### [Given exercise]
Present everything from the row containing "white garlic bulb be found?" down to the row containing "[0,0,84,180]" as a two-column CSV with the columns text and boxes, one line per row. Put each value in a single quoted field, with line breaks replaced by spaces.

### [Data supplied]
----------------

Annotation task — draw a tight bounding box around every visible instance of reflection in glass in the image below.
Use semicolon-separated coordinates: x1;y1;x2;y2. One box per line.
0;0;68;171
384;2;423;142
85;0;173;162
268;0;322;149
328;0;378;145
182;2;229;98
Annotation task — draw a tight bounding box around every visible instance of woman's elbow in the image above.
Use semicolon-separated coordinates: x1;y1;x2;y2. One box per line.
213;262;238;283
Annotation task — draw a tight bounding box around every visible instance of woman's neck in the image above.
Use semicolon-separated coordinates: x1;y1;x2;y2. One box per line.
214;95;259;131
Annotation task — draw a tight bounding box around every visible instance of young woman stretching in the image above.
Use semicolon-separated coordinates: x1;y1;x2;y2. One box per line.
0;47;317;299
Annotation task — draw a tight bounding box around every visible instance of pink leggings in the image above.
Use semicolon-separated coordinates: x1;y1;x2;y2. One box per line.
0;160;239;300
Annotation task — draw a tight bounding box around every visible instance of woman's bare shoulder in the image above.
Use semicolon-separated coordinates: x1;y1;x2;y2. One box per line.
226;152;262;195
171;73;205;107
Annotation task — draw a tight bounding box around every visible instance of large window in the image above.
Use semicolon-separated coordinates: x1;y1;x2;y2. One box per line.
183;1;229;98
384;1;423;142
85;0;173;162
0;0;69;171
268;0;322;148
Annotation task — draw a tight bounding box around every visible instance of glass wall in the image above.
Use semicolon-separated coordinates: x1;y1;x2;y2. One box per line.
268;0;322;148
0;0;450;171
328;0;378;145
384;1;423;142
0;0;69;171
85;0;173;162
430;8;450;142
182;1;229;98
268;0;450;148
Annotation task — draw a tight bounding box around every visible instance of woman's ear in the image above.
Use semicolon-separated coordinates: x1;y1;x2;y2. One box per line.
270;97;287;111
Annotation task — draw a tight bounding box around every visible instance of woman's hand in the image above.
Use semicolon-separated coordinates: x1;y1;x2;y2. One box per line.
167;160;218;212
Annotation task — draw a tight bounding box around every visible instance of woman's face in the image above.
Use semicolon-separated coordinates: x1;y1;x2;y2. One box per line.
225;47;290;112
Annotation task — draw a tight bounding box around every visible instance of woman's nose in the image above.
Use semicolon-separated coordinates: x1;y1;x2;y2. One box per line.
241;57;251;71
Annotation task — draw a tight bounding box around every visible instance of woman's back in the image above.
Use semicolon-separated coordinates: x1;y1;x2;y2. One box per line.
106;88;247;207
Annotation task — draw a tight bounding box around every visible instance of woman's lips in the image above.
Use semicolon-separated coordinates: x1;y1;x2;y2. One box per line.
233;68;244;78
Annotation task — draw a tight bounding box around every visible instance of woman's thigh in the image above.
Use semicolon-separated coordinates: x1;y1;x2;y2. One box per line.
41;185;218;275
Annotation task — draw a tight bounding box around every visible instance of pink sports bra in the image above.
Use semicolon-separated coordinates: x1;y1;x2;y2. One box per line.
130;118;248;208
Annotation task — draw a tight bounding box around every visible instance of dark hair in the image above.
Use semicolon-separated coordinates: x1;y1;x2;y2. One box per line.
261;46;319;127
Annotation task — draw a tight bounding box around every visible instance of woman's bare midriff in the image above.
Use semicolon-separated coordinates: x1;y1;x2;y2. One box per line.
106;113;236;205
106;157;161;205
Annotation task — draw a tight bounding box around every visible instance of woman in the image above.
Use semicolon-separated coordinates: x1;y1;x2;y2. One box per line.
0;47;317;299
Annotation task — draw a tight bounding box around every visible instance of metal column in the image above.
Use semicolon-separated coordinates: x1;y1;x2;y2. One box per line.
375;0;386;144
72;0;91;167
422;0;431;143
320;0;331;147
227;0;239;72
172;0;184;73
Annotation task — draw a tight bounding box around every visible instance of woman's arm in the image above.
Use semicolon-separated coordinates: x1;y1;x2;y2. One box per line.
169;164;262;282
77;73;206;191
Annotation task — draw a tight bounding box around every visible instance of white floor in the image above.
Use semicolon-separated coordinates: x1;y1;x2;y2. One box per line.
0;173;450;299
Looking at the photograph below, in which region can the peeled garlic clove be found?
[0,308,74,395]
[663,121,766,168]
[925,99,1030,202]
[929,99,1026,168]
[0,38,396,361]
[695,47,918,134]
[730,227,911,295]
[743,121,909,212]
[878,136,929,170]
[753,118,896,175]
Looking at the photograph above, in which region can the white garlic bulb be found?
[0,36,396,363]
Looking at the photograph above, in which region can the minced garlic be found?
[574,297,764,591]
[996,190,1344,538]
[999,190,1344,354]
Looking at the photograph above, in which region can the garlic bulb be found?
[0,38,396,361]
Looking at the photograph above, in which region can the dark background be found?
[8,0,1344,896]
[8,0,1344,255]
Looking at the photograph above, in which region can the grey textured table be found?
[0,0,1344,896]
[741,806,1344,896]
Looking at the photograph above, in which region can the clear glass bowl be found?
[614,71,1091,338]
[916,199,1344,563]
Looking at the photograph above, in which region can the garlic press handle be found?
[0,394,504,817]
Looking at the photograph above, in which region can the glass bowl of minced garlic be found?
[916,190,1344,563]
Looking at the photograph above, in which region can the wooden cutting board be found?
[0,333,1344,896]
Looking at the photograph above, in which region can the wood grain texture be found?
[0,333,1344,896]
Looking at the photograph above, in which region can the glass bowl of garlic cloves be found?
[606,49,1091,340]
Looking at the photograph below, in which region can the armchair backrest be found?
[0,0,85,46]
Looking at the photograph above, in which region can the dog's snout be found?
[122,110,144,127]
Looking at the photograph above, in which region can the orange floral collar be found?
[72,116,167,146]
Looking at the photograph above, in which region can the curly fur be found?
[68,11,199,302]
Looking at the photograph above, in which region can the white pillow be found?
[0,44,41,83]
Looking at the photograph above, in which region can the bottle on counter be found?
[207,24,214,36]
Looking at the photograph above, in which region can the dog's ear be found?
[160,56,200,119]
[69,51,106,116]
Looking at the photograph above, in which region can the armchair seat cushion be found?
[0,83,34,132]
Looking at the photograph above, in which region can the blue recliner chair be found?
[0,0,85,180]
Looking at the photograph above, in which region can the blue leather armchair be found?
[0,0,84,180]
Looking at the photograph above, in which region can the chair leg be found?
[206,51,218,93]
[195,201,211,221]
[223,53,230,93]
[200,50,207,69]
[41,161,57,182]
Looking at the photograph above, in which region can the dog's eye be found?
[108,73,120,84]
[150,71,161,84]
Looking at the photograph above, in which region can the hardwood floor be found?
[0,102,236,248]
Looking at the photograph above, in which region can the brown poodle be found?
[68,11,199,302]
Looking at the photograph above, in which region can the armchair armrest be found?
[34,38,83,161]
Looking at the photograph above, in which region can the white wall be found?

----------------

### [Written response]
text,boxes
"Looking at the photograph above, in which region can the white garlic bulb be found?","[0,36,396,363]"
"Looking at the photograph above, in which region can the minced garlic be found?","[574,297,764,591] [996,190,1344,538] [999,190,1344,354]"
"Looking at the photograph above, in which region can the garlic bulb be found?","[0,38,396,361]"
"Looking at the photograph above, in which region can the dark background be found?","[8,0,1344,896] [8,0,1344,255]"
"Looking at the photograph above, in which region can the grey textured table be found?","[0,0,1344,896] [741,806,1344,896]"
"Looking at the photograph above, in which region can the clear glass bowl be found?","[614,71,1091,338] [916,199,1344,563]"
"Looking at the photograph above, in which region can the garlic press handle be found?","[0,394,504,817]"
"Looking at the photograph above, in which region can the glass bowl of minced garlic be found?","[916,190,1344,563]"
"Looking at the photograph above, in which region can the wooden cutting board be found?","[0,333,1344,896]"
"Looking at the photograph above, in which region can the wood grain texture be found?","[0,333,1344,896]"
"Looking at the photograph above, in which region can the glass bowl of garlic cloves be found?","[606,49,1091,340]"
"Looking at the photograph below, in which region can the armchair backrest be found?","[0,0,85,46]"
"Looking at the photograph above, in which region can the dog's snout be found?","[122,110,144,127]"
"Looking at the photograph above, in which region can the orange floral collar be found?","[72,116,167,146]"
"Looking at the photograph above, in which region can the curly fur be found?","[68,11,199,302]"
"Looking at the photograph above, in which region can the white pillow be found?","[0,44,41,83]"
"Looking at the photograph above, in which region can the bottle on counter be found?","[207,24,214,36]"
"Looking at the photograph above, in which region can the dog's ear be found?","[160,56,200,119] [69,51,106,116]"
"Looking at the photograph above, in which region can the armchair seat cushion be found?","[0,83,34,132]"
"Looking at the photograph above, in which region can the blue recliner chair be found?","[0,0,85,180]"
"Looking at the photograph above, in which region can the blue leather armchair be found?","[0,0,84,180]"